[Begin PAGE TEXT]

Termination and Treatment of Employees
States vary somewhat in the area of employment law and if you have an employment-related issue, please contact your local lawyer referral service to be connected with a qualified employment attorney who can advise you.
Generally, an employee who is not part of a union, doesn’t have a contract, or doesn’t work for the federal, state or local government is considered an “employee at will.” The employee is free to leave a job, in most cases, with no penalty. The other side of this equation is that employers in these instances may also terminate employment without notice or a particular reason. There is no law that requires an employer to treat an employee “fairly”.
However, a person who loses a job, or suffers a demotion, lost wages, or is not given an earned raise, promotion, or otherwise suffers any other adverse job action in violation of specific state or federal laws about other issues may be able to sue the employer to recover what was lost.
For example, an employer may not discriminate against an employee because of race, gender, pregnancy, sexual orientation, handicap, age, national origin, ancestry, or religion. Discrimination occurs when an employer takes action against an employee because the employee falls into one of the protected categories listed above. In order to prove a discrimination claim, the employee will have to be able to show that the employer acted due to status and not for another reason, such as performance.

[End PAGE TEXT]
[Begin DATA SUPPLIED]

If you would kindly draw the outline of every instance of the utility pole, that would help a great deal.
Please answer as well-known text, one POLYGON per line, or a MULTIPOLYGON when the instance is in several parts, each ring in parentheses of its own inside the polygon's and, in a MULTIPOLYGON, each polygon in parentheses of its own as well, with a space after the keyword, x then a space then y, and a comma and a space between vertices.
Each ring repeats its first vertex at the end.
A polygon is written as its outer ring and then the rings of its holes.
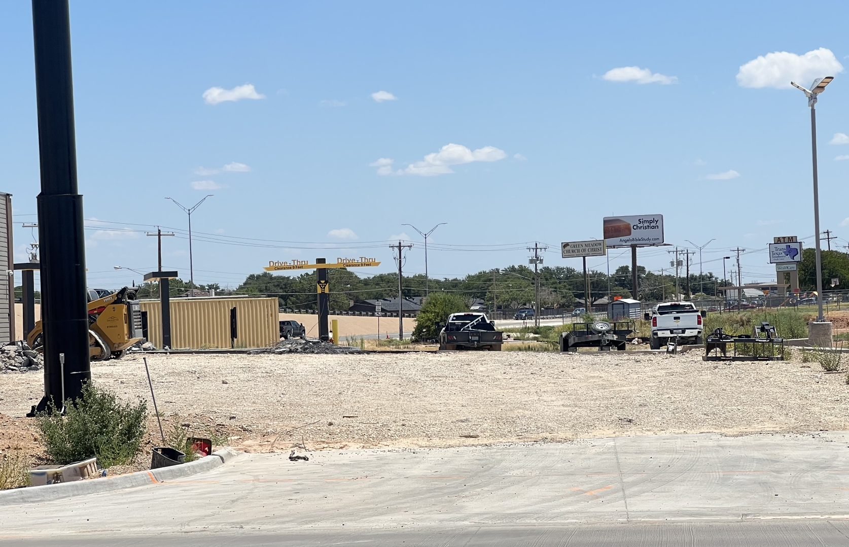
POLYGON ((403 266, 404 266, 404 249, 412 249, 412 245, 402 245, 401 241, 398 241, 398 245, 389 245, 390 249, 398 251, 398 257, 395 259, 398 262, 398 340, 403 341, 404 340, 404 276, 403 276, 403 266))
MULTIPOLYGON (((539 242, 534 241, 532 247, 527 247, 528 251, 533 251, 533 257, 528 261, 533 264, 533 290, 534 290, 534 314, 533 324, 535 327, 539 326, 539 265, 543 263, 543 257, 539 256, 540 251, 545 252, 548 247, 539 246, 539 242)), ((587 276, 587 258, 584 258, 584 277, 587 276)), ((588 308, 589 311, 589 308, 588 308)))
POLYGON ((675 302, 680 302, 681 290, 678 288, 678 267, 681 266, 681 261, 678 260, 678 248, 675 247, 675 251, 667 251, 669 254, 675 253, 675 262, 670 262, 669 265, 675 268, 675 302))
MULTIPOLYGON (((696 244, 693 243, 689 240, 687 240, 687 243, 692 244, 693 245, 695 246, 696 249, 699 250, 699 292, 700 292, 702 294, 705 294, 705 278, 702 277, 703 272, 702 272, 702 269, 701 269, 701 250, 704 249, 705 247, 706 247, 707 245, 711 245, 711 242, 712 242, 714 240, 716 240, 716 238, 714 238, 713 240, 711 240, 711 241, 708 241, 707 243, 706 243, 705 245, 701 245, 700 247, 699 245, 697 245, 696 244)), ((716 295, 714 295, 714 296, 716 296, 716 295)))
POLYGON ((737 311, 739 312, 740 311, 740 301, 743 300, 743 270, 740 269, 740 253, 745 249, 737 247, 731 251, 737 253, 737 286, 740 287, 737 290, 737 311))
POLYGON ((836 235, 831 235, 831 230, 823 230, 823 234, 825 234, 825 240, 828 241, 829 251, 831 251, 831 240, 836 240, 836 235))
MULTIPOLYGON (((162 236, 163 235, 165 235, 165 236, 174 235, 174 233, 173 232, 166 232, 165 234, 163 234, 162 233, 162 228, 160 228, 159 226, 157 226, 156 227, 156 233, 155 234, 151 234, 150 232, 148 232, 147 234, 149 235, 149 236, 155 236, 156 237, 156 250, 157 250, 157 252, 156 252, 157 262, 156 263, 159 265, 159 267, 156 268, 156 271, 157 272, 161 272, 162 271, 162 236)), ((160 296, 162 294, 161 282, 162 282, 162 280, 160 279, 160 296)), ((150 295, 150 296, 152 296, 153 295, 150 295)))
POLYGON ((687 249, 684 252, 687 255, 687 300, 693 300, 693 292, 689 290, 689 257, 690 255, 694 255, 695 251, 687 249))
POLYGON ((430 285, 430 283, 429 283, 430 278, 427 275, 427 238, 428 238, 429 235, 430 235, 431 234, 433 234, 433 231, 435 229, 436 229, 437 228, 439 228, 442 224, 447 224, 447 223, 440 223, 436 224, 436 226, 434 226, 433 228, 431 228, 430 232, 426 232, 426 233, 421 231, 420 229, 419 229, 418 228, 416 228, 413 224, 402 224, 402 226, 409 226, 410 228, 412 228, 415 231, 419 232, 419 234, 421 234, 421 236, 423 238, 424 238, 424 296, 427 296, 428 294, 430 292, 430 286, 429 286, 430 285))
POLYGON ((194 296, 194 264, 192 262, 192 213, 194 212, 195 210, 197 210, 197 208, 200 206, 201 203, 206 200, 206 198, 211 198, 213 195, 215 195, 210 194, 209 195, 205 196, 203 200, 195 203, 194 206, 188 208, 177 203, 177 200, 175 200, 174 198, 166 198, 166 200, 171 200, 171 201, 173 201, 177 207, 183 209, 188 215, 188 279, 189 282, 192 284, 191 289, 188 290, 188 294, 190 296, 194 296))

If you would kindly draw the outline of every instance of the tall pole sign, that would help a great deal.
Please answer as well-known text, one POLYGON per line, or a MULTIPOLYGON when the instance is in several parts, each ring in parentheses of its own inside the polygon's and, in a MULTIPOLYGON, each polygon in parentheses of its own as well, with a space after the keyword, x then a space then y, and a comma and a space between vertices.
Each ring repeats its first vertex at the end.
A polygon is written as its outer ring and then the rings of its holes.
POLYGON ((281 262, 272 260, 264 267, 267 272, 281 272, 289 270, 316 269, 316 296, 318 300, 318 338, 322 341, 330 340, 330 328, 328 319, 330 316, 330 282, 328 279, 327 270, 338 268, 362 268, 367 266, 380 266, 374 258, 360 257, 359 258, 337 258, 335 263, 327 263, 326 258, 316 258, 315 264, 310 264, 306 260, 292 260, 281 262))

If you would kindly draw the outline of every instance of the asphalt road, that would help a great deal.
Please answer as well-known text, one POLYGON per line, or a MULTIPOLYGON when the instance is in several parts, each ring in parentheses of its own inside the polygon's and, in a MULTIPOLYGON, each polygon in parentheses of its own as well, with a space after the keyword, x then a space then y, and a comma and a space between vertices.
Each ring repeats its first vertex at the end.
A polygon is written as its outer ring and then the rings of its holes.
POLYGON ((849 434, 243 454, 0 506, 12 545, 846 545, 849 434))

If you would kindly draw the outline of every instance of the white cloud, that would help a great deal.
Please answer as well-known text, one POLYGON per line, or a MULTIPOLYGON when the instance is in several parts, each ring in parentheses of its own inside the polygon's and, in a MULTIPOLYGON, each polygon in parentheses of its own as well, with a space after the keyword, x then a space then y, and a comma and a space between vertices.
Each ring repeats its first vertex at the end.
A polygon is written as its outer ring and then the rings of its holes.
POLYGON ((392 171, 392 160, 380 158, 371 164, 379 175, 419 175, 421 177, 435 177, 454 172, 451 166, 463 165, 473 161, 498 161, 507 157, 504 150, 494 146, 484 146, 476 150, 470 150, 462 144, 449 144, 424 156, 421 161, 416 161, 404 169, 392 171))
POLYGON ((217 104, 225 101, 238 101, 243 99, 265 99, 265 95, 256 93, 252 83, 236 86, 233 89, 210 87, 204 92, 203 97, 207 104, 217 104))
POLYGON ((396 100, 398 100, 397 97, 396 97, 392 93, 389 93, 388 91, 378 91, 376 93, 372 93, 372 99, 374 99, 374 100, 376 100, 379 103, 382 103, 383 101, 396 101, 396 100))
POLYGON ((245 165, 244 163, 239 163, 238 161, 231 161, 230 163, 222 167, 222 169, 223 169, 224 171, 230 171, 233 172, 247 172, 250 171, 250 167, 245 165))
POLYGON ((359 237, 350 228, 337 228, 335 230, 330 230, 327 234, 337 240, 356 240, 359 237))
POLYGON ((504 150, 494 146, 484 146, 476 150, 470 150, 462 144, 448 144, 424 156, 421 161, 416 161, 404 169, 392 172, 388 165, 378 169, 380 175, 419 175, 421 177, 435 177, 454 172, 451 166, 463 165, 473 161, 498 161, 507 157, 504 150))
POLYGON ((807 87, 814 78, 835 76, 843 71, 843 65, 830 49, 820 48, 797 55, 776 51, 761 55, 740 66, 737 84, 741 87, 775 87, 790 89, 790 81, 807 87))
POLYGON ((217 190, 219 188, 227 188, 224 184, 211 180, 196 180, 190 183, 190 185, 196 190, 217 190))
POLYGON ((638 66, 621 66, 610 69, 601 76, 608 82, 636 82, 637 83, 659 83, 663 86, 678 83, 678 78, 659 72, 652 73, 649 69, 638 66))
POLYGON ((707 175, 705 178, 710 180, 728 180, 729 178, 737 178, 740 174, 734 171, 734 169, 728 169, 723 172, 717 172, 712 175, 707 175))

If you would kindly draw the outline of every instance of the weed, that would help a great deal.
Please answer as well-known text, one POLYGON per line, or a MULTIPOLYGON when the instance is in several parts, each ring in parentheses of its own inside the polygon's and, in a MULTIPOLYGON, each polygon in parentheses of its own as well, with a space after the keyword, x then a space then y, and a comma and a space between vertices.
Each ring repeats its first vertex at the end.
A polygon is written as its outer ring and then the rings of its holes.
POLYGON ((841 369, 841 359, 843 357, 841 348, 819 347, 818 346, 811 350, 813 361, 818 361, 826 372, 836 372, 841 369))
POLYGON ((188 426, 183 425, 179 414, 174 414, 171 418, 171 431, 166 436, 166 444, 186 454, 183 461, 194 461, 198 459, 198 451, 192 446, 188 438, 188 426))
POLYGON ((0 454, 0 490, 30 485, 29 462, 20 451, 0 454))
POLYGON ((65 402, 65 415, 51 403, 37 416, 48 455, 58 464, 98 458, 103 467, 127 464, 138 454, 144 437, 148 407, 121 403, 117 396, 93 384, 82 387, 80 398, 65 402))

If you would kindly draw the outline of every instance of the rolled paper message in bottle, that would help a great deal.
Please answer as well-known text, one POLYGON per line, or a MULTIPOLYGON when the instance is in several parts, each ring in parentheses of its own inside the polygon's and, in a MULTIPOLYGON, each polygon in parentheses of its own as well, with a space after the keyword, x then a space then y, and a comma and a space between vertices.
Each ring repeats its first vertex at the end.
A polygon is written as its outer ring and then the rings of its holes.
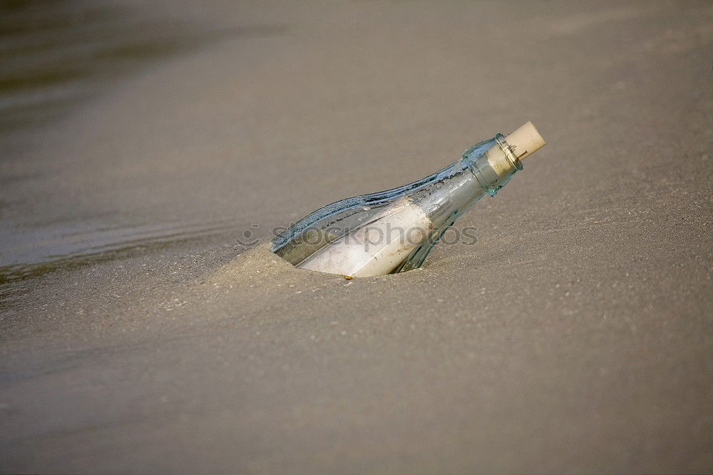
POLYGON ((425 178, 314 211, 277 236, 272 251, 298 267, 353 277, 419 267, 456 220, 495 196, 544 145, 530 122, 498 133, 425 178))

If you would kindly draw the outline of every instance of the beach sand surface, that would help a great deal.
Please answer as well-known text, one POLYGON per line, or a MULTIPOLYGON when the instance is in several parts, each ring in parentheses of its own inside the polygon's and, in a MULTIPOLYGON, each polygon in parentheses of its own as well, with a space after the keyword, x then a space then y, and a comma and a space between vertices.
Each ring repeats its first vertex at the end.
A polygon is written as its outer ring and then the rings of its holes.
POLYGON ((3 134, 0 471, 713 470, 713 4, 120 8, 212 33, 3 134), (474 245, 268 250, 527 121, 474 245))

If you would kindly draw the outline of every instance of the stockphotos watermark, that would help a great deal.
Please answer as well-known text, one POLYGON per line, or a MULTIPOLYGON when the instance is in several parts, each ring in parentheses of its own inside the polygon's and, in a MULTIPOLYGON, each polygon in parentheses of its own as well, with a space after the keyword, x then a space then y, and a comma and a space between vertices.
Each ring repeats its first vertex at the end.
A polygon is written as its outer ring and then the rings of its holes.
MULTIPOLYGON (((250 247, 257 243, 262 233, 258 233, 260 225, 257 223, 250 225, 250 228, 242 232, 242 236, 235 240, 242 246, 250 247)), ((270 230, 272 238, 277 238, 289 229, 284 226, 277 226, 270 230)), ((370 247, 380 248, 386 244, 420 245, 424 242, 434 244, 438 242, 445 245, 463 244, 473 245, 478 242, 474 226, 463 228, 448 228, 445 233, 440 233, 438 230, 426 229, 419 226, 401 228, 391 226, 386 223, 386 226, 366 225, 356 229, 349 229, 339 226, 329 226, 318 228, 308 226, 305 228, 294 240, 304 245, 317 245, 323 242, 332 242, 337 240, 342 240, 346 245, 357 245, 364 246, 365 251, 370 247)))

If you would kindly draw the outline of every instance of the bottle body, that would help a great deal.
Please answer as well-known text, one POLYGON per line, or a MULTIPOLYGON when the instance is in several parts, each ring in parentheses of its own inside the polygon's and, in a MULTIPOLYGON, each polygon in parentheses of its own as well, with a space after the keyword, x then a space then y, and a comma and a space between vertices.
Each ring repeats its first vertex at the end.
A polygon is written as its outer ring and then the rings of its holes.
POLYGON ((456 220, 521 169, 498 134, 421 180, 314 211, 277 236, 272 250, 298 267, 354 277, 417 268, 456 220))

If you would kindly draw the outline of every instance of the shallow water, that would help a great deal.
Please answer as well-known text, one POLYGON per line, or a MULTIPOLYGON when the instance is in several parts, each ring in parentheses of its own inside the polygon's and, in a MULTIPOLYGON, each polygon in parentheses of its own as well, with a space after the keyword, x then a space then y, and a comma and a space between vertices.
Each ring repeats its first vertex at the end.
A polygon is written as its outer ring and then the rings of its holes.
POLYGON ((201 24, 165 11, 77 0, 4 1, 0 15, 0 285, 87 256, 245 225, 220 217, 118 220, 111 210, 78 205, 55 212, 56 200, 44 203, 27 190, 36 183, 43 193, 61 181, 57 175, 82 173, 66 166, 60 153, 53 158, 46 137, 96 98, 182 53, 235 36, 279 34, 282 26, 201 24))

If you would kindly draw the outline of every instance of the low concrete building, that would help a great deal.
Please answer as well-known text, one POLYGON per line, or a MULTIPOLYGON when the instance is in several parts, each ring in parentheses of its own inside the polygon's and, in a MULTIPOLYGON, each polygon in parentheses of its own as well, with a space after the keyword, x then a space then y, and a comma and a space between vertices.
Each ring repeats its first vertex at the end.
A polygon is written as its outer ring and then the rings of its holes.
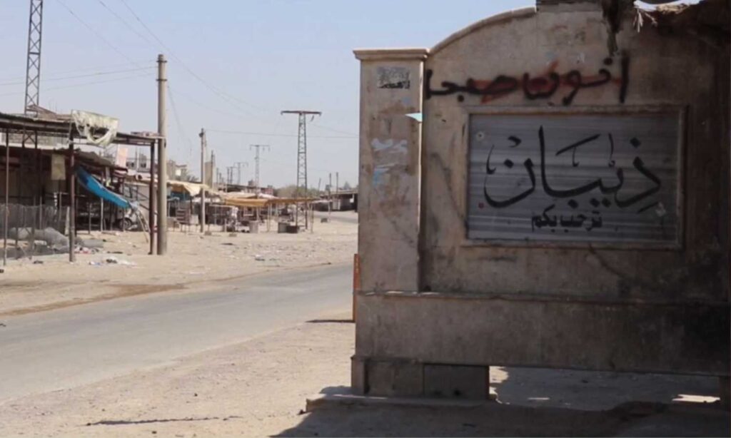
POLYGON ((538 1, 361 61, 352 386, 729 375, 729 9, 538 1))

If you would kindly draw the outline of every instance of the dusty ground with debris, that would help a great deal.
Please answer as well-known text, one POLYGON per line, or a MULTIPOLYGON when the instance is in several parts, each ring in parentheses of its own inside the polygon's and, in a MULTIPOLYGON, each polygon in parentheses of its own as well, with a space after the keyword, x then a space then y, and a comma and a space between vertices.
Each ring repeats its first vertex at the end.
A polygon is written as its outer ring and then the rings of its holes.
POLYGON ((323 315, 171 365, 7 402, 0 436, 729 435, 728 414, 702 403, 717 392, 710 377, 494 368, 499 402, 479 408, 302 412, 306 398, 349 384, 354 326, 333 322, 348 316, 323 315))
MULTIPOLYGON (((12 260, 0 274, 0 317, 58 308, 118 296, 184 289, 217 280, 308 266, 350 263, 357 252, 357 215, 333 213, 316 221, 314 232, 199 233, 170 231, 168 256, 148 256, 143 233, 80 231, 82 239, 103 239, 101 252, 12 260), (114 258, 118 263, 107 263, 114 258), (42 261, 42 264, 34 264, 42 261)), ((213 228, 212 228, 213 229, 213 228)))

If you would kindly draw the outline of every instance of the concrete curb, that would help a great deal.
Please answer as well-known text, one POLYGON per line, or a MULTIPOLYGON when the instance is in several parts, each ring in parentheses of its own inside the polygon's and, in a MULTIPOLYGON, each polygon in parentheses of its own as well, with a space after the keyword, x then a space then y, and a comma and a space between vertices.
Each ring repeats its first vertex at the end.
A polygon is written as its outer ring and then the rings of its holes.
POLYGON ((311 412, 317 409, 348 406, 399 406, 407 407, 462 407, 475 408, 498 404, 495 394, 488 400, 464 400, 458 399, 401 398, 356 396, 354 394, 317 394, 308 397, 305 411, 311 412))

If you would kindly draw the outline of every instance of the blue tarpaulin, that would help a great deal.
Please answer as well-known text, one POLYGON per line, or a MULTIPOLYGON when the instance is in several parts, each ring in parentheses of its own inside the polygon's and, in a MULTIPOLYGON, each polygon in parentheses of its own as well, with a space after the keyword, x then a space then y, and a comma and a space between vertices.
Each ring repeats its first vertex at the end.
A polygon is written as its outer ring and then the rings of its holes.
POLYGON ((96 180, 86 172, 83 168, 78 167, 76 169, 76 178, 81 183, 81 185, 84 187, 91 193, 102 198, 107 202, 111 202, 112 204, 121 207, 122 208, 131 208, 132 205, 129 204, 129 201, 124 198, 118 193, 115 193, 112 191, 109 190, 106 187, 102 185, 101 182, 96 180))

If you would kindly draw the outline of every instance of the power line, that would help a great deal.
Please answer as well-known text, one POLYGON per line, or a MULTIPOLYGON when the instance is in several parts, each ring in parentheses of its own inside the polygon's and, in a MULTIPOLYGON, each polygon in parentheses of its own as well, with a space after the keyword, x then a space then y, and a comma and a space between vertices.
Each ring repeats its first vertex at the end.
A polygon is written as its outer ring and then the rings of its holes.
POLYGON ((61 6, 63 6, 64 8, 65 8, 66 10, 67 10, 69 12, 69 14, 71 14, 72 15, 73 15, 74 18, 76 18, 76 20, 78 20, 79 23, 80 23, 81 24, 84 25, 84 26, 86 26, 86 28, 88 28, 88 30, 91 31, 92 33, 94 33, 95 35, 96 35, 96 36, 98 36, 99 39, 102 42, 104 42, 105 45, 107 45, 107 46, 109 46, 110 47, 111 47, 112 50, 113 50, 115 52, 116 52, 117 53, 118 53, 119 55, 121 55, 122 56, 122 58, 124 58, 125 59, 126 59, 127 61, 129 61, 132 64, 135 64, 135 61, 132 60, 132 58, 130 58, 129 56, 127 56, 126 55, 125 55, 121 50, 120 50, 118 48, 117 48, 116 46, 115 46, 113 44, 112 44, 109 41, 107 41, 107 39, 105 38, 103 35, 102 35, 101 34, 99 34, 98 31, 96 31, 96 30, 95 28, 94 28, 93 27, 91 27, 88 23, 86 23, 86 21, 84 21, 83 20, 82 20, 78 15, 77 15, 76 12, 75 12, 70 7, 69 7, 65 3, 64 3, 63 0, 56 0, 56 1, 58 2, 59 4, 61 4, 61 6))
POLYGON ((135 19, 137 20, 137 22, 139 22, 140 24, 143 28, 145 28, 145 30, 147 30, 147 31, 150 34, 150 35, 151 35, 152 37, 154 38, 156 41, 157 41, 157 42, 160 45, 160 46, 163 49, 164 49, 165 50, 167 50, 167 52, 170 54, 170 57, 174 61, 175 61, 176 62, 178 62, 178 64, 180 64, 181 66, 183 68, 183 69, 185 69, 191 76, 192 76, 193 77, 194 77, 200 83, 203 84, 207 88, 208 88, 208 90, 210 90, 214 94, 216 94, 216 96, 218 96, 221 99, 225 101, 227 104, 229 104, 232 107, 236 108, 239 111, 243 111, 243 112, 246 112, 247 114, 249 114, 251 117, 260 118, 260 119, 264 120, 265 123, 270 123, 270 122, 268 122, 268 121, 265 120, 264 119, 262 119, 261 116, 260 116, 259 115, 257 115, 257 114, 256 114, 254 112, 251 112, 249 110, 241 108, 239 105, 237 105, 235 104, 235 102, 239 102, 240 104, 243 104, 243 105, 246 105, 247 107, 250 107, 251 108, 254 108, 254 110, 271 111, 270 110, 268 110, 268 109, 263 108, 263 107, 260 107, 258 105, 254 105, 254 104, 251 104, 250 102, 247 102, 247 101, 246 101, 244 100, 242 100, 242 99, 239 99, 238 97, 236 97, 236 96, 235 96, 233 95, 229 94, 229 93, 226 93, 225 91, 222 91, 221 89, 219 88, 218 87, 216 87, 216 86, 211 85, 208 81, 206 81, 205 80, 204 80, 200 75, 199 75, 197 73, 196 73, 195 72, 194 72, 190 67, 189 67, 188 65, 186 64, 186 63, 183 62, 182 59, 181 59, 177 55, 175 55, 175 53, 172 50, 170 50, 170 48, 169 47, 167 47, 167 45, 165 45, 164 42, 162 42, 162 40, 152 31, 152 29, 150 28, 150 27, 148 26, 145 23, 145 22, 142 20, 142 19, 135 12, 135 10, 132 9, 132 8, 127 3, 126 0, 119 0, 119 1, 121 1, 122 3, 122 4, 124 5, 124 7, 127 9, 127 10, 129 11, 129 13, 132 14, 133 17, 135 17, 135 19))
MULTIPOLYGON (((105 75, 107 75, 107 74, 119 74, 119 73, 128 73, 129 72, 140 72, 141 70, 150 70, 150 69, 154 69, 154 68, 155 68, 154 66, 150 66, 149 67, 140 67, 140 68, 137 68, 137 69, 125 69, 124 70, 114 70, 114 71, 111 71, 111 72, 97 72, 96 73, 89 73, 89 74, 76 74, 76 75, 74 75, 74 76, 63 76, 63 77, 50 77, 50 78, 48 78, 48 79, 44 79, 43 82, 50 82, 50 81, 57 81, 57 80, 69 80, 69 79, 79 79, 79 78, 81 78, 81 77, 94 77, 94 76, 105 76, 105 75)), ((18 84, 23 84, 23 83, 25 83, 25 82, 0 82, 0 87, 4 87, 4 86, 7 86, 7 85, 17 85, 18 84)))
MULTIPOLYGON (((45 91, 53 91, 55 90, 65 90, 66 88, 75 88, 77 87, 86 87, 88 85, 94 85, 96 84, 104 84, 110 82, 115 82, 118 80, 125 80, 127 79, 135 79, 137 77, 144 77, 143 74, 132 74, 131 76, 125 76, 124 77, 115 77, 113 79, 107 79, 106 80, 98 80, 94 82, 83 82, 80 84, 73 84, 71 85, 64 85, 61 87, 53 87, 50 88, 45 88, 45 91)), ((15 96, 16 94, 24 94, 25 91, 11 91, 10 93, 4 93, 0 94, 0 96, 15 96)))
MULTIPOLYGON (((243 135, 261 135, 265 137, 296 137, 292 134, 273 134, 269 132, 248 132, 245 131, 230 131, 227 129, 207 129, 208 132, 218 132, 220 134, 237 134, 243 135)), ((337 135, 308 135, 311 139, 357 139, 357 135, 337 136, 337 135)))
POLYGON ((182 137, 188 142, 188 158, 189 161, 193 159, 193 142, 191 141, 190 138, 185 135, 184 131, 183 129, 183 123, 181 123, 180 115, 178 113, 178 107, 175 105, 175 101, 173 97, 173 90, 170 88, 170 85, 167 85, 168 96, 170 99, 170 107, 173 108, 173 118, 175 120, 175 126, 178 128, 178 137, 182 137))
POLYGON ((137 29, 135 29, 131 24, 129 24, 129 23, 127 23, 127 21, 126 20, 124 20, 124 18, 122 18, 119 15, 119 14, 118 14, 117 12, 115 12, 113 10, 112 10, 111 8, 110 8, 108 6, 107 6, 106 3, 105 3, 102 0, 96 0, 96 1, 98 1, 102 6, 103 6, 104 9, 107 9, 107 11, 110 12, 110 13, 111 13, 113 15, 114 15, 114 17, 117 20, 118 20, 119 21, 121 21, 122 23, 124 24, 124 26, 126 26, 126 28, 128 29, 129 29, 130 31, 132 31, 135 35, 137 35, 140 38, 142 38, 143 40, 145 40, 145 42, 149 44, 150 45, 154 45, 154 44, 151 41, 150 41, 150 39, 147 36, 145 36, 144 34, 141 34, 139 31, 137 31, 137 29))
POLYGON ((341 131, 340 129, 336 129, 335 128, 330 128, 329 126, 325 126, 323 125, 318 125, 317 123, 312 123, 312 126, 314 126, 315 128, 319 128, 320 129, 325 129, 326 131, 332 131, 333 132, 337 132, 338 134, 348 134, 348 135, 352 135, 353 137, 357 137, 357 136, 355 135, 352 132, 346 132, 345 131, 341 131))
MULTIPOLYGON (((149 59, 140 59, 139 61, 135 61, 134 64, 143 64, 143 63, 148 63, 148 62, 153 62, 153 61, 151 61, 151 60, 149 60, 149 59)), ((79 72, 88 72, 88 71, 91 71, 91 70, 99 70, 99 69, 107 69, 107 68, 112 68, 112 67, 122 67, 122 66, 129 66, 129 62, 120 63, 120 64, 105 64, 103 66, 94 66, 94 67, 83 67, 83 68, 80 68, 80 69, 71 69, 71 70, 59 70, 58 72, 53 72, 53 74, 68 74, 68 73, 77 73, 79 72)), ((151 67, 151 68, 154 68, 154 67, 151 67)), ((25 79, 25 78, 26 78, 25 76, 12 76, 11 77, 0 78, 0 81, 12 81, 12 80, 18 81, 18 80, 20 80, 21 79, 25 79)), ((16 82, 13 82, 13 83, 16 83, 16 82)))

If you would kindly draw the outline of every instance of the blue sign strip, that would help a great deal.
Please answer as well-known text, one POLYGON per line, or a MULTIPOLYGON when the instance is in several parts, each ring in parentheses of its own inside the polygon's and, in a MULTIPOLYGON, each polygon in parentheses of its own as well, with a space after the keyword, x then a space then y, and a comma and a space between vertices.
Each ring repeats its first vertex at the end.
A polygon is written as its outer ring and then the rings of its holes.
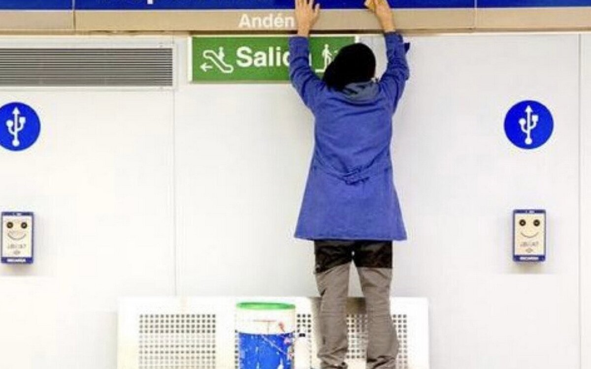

[End DATA SUPPLIED]

TASKS:
a. In the employment law text, what is an employee called who is not part of a union, doesn't have a contract, and doesn't work for the federal, state or local government?
b. Return word for word the lines of the records starting at the line that contains "building, that would help a great deal." and ending at the line that contains "POLYGON ((538 1, 361", leaving the picture out of your answer.
The employment law text and the records are unrelated to each other.

ANSWERS TO EACH TASK:
a. An “employee at will.”

b.
If you would kindly draw the outline of every instance of the low concrete building, that would help a great deal.
Please answer as well-known text, one POLYGON per line, or a MULTIPOLYGON when the instance is in several parts, each ring in parentheses of its own inside the polygon's and, in a MULTIPOLYGON, each polygon in parentheses of its own as well, with a space after the keyword, x then a space then y, and a comma and a space between vertices.
Each ring repeats its first vertex at the end.
A polygon is written as its outer ring and then the rings of its holes.
POLYGON ((538 1, 361 61, 352 386, 729 375, 729 9, 538 1))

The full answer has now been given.